● **WHAT IS NEEDED**
Print the listing as it stands, omitting all images.

● **RECORDS FOR THIS TASK**

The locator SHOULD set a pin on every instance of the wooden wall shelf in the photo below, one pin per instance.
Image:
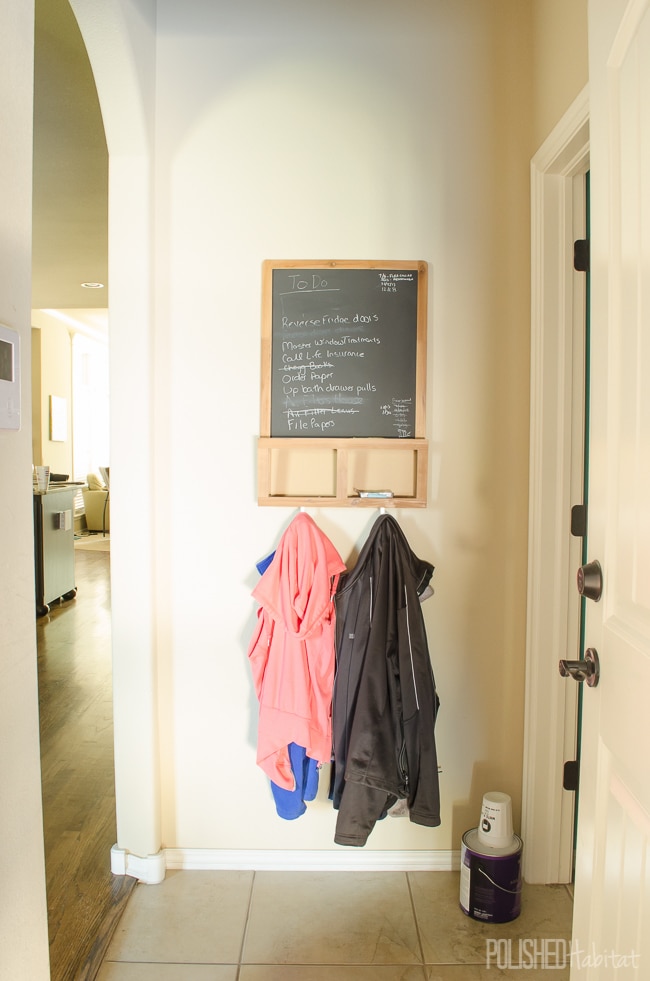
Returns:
(328, 472)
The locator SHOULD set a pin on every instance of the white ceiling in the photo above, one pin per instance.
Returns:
(70, 229)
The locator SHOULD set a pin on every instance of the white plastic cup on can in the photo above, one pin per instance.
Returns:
(495, 826)
(42, 478)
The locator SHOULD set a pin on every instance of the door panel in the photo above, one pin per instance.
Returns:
(612, 894)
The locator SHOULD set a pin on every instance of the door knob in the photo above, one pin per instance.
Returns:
(585, 670)
(590, 580)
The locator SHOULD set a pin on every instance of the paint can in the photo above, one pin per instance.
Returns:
(490, 879)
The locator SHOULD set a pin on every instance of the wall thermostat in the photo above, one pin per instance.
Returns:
(9, 378)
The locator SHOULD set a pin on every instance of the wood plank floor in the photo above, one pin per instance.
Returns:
(84, 898)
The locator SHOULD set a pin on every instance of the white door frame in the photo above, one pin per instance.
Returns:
(557, 386)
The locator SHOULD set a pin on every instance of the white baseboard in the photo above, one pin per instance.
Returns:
(312, 860)
(151, 869)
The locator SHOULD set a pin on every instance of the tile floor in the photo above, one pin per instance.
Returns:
(330, 926)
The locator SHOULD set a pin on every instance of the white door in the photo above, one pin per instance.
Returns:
(611, 930)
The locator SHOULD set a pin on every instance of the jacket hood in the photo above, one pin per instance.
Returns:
(386, 534)
(297, 587)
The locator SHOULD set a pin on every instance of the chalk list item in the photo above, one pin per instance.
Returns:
(344, 350)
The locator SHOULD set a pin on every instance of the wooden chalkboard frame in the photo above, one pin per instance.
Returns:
(343, 447)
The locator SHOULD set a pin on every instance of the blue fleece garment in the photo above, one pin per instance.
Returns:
(290, 804)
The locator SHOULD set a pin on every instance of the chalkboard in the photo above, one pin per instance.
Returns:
(344, 348)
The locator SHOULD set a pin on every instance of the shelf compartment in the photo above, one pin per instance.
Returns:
(327, 472)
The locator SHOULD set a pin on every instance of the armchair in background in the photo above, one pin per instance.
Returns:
(96, 504)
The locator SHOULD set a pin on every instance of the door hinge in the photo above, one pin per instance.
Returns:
(581, 255)
(571, 775)
(579, 520)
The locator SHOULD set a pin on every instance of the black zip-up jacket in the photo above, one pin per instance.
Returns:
(385, 701)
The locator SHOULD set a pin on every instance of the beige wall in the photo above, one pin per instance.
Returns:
(405, 135)
(23, 917)
(379, 131)
(561, 67)
(51, 375)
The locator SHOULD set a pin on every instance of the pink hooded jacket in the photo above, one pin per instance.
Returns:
(292, 651)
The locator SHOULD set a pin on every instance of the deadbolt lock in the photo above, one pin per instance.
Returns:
(590, 580)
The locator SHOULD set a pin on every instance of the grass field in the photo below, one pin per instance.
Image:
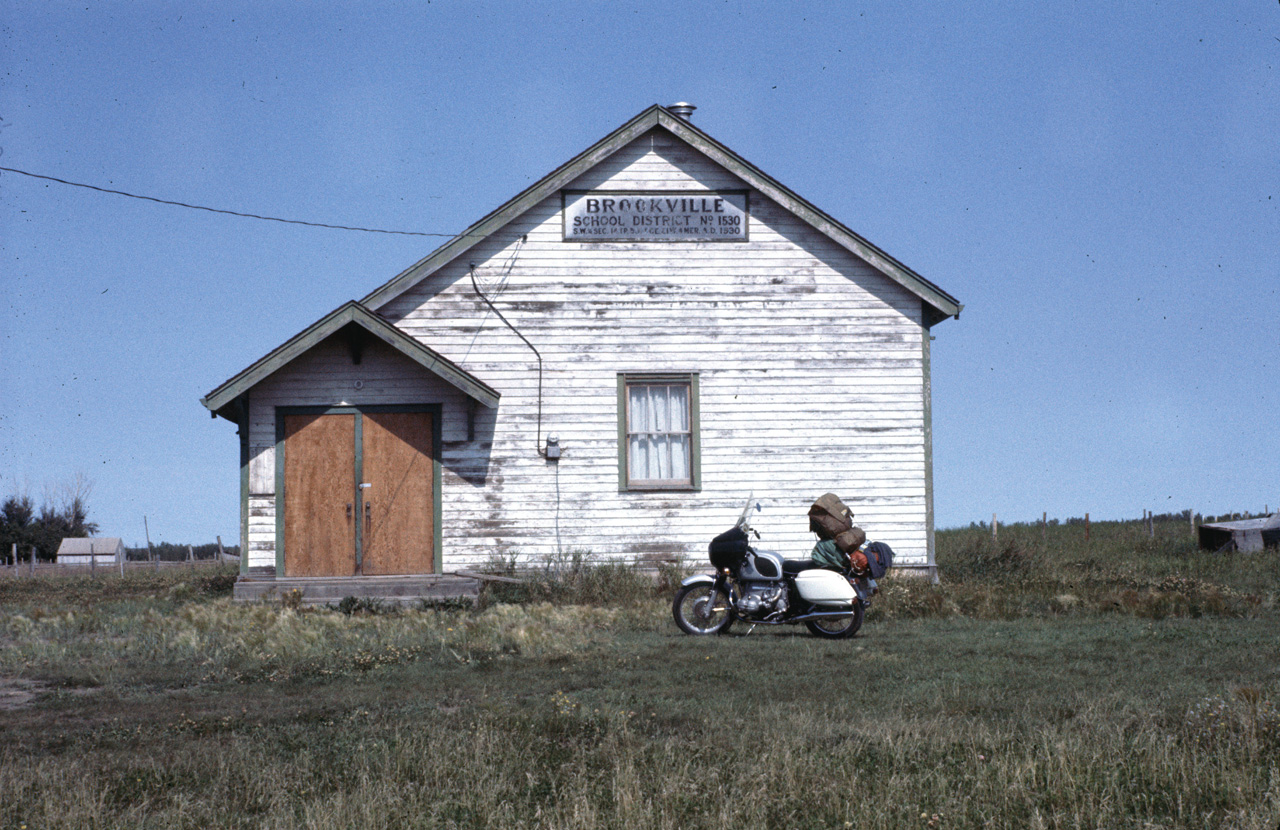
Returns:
(1124, 683)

● **OUTPUT FOR THIS TASK**
The locator SHOULD set a pin on every instance of the wooden wall shelf in the photo below, one pin per instance.
Image:
Returns:
(328, 472)
The locator SHOULD set a pin on every instance of the white ceiling in the photo above, one pin per instance.
Returns:
(70, 229)
The locator SHOULD set a pin on every instance of the white plastic cup on can in the photo above, one pin per instance.
Returns:
(495, 826)
(42, 478)
The locator SHOULD set a pin on every instance of the door panel in the photo above, one pin per instance.
Returns:
(612, 894)
The locator SHOULD set a pin on every instance of the door knob in the photo above, one pin per instance.
Returns:
(585, 670)
(590, 580)
The locator SHOULD set a pin on every instance of the paint can in the photo above, one pin per instance.
Returns:
(490, 879)
The locator SHOULD set a pin on every instance of the wall thermostat in the photo above, one pin per instance.
Returns:
(9, 378)
The locator SHOULD set a pin on every instance of the wood plank floor in the photo above, one pin per instance.
Returns:
(84, 898)
The locator SHOULD set a pin on every instance of the white door frame in the photo above, one pin per instance.
Returns:
(557, 386)
The locator SHOULD set a pin on every instance of the white baseboard in the photo above, one pin per instance.
Returns:
(312, 860)
(151, 869)
The locator SHOULD set a pin on every instance of the tile floor in the photo above, one pin per instance.
Returns:
(330, 926)
The locator SHOULD set a pin on every instance of the white door in the photo above, one pin per instance.
Returns:
(611, 930)
The locator SHOULD set a pin on every instance of the jacket hood in the photo above, one pin per instance.
Returns:
(386, 534)
(297, 587)
The locator SHOULD set a pin on every instance of the chalk list item in the photo above, one pin per instance.
Returns:
(344, 350)
The locator SHOULD set a pin on every instance of the wooden chalkboard frame in the photo above, one pin per instance.
Returns:
(343, 447)
The locator SHOULD set a pin on every instance of the blue fleece garment in the photo above, one pin per instance.
Returns:
(290, 804)
The locator SHOULD set a pin on every instance of the chalkboard in the photo above, one pin per instance.
Returns:
(344, 348)
The locator SHOULD set a pin on every instance of the shelf compartment in the photo above, one pin per instance.
Returns:
(327, 472)
The locator SHOULD set a pin on every instance of the armchair in background in the photo above, one pin per instance.
Returns:
(96, 504)
The locator SHOULD set a pin on every instance of the door hinge in the photo above, one pin per instance.
Returns:
(581, 255)
(571, 775)
(579, 520)
The locator SHOULD set a pin on every instance of the black zip-up jacket in the photo above, one pin per instance.
Returns:
(385, 701)
The locator SHOULD set a pin on every instance of the beige wall in the photo above, one pin per instance.
Returns:
(405, 135)
(23, 917)
(379, 131)
(561, 67)
(51, 375)
The locator SHOULD set a pin on every instance of the pink hooded jacket in the photo above, one pin per instance.
Returns:
(292, 651)
The locator SHOULD set a pin on every instance of the deadbolt lock in the photo above, one pin per instance.
Returns:
(590, 580)
The locator SHOULD set a pin on every instance of the grass field in the photo below, one pin per instance.
Image:
Returns:
(1124, 683)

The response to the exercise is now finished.